### TEXTE FOURNI
A L’Institut Cervantes du 7 Avril au 13 Mai,
Carla, dés sa plus tendre enfance, dessine sans cesse.
Née à Pampelune, d’un père scientifique et d’une mère médecin, entourée de 10 frères et soeurs, elle a toujours souhaité être peintre.
Différente des autres à l’école déjà, peu sûre d’elle parfois, elle oscille pendant son adolescence entre foi et renoncement, peurs et certitudes, confiance et doute .
La chance arrive à 15 ans quand sa famille part s’installer à Madrid. Elle peut avoir accès aux Ecoles d’Art. Ainsi, à la fin de ses études secondaires, elle passe brillamment l’examen d’entrée à l’Académie des Beaux Arts (200 reçus sur 2000 !)
Experte en dessin, elle n’a en revanche jamais peint. Et, si elle avait une idée très romantique des études d’art, elle déchante vite. Elle est très déçue par ses premières années de Fac qui délaissent le véritable apprentissage de la peinture au profit d’un art plus conceptuel qui, sans les bases classiques, lui parait vide de sens et souvent provocation inutile.
Elle est également choquée d’entendre un de ses professeurs clamer « La peinture est morte ! »
Aussi, arrête t-elle de peindre pendant deux ans, mal à l’aise avec cet exercice qu’elle ne maîtrise pas. En cinquième année, l’un de ses maître à qui elle présentait un travail très imparfait en peinture par rapport à l’excellence de ses dessins, décèle son talent et lui dit : « Carla, tu es née pour peindre et je le vois. Continue, acharne toi »
Elle peint chez elle à tour de bras et s’inscrit pour une 6ème année dans un cours consacré au matériel. « je découvre alors que la matière me parlait » dit-elle.
Fascinée par la chimie de la peinture, par l’utilisation des techniques et par le professeur de ce cycle qui lui enseigne enfin les bases qu’elle recherchait obstinément, la soutient et lui fait confiance.
« Ton chemin est très personnel Carla ! Tu dois le suivre, ne pas écouter les autres ! »

### CONSIGNE
Poursuivez le texte sur le parcours de la peintre Carla à partir de sa dernière phrase.

### LIGNES DE DONNÉES
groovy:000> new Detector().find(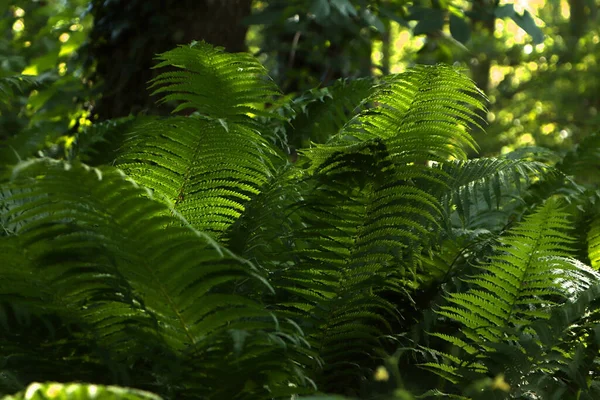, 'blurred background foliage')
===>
[0,0,600,162]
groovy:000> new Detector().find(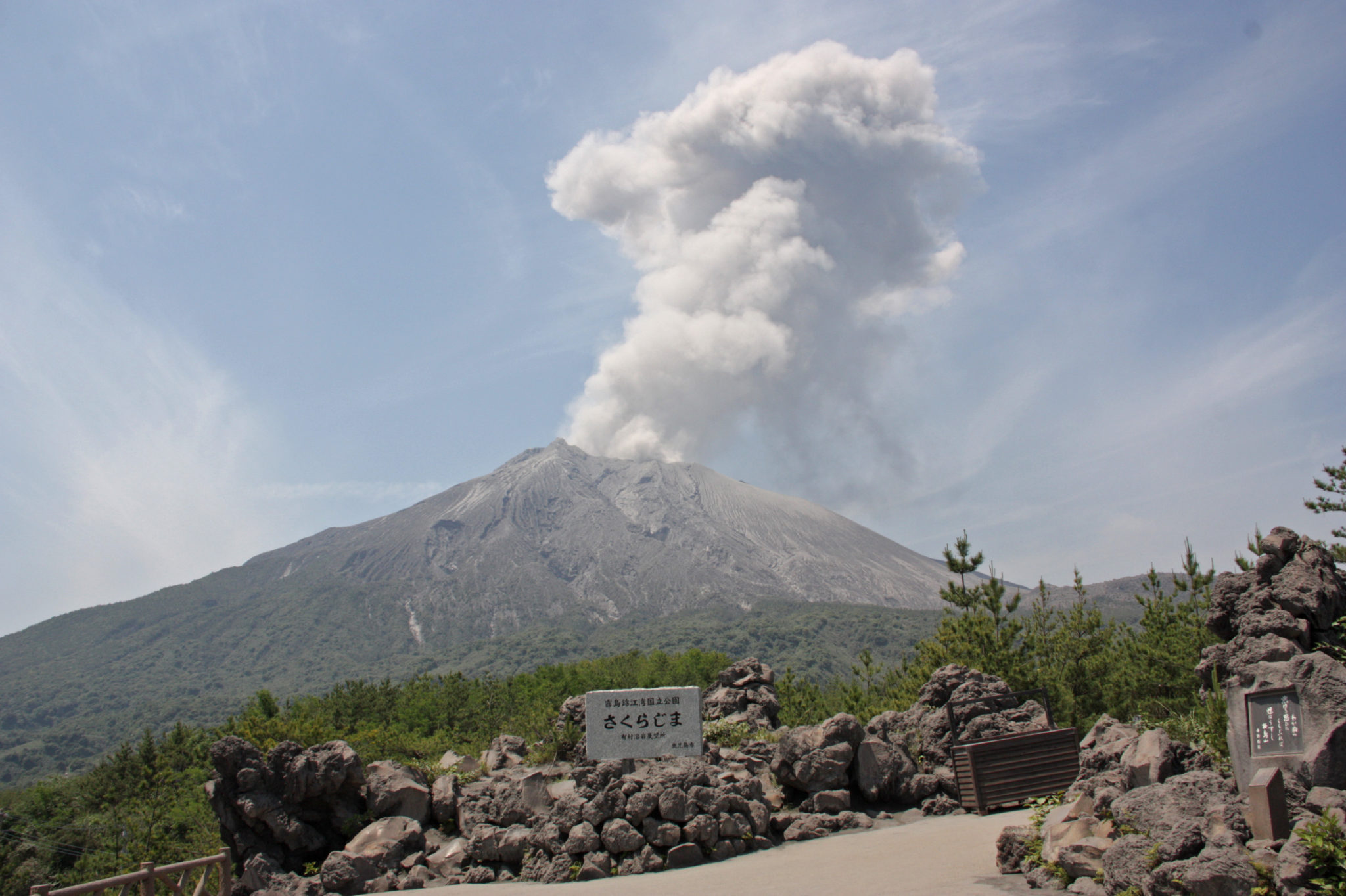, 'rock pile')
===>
[1197,526,1346,796]
[998,527,1346,896]
[207,660,1087,896]
[701,656,781,728]
[856,665,1047,815]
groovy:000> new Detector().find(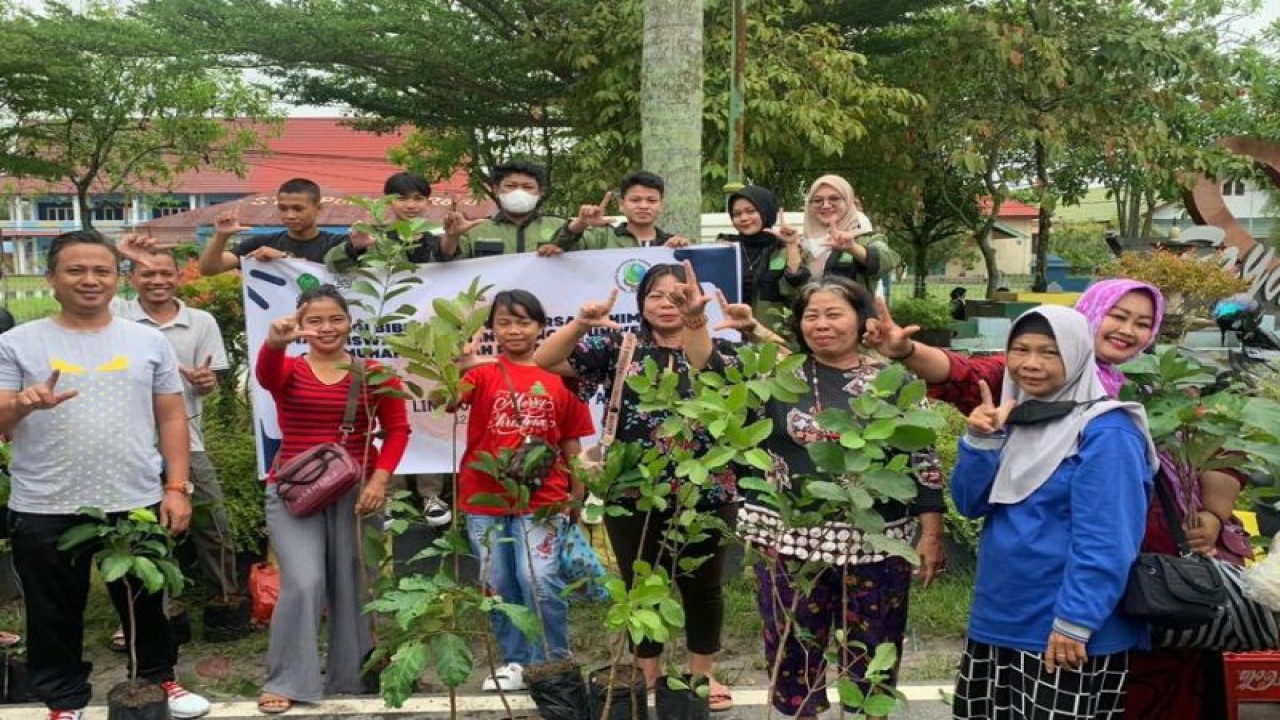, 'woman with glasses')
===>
[804,176,901,292]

### EXERCICE CORRIGÉ
Bel échange avec cet homme, artiste classique très connu en Espagne qui lui permet de s’affirmer et exprimer sa passion. « Le dessin, dit-elle, c’est plus mathématique. C’est une question d’intelligence… il y a les codes, les ligne, les volumes, la perspective… c’est la tête !
La peinture c’est les tripes, ça réveille des sensations au plus profond de moi, des rythmes, des couleurs, des émotions fugaces très fortes »
Les peintres qu’elle aime :
– Velasquez et Goya, les grands pères …
– Les Expressionistes allemands, COBRA, Egon Schiele
– Les Avant- gardistes Tapies, Millares
Carla tangue entre figuration et abstraction.
Elle va du ciel à la terre. Elle saute par dessus les toits…
C’est une relation intime qu’elle s’approprie entre les espaces intérieurs et extérieurs pour les cracher ensuite à sa façon sur des matériaux bruts et souvent en trois dimensions.
Elle construit son oeuvre, établissant un dialogue entre l’inspiration et le manuel, grattages, cassures, aplats de peintures vives, brutes, happée parfois par un bref instant d’une couleur qui passe qu’elle va mémoriser…
Dans son parcours,elle ouvre des chemins, propose une voie, une errance et un éclat soudain.
ELLE NOUS ENTRAINE DANS CE LANGAGE ABSTRAIT QUI CONSTRUIT DES CHOSES CONCRETES.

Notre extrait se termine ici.